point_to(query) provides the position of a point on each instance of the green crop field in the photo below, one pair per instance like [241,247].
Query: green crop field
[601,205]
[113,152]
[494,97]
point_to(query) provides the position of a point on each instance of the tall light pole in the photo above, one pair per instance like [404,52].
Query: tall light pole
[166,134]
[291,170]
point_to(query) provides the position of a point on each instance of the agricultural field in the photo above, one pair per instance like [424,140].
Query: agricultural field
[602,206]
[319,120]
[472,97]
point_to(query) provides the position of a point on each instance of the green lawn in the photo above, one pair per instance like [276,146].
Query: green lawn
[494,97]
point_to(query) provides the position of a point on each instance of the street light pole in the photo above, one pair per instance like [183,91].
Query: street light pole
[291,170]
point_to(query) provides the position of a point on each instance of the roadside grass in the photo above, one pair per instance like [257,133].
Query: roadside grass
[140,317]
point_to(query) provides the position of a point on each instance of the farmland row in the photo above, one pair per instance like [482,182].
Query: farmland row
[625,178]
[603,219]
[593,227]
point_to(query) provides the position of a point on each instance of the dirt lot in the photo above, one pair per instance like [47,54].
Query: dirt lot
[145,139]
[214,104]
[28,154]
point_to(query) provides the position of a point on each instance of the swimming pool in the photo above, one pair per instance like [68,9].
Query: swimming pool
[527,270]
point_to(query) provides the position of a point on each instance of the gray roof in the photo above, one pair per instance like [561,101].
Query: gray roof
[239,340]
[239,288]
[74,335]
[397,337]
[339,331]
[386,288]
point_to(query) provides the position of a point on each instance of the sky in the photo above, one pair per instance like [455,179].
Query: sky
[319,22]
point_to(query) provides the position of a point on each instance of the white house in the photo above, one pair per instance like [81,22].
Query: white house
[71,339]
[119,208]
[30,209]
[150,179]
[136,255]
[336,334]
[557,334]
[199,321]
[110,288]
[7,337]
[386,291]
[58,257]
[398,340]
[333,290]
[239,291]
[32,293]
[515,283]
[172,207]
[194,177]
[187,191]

● ● ● ● ● ● ●

▸ YOUR INSTRUCTIONS
Please state how many lines of the data hold the string "like", with nothing else in your reply.

▸ EXERCISE RESPONSE
12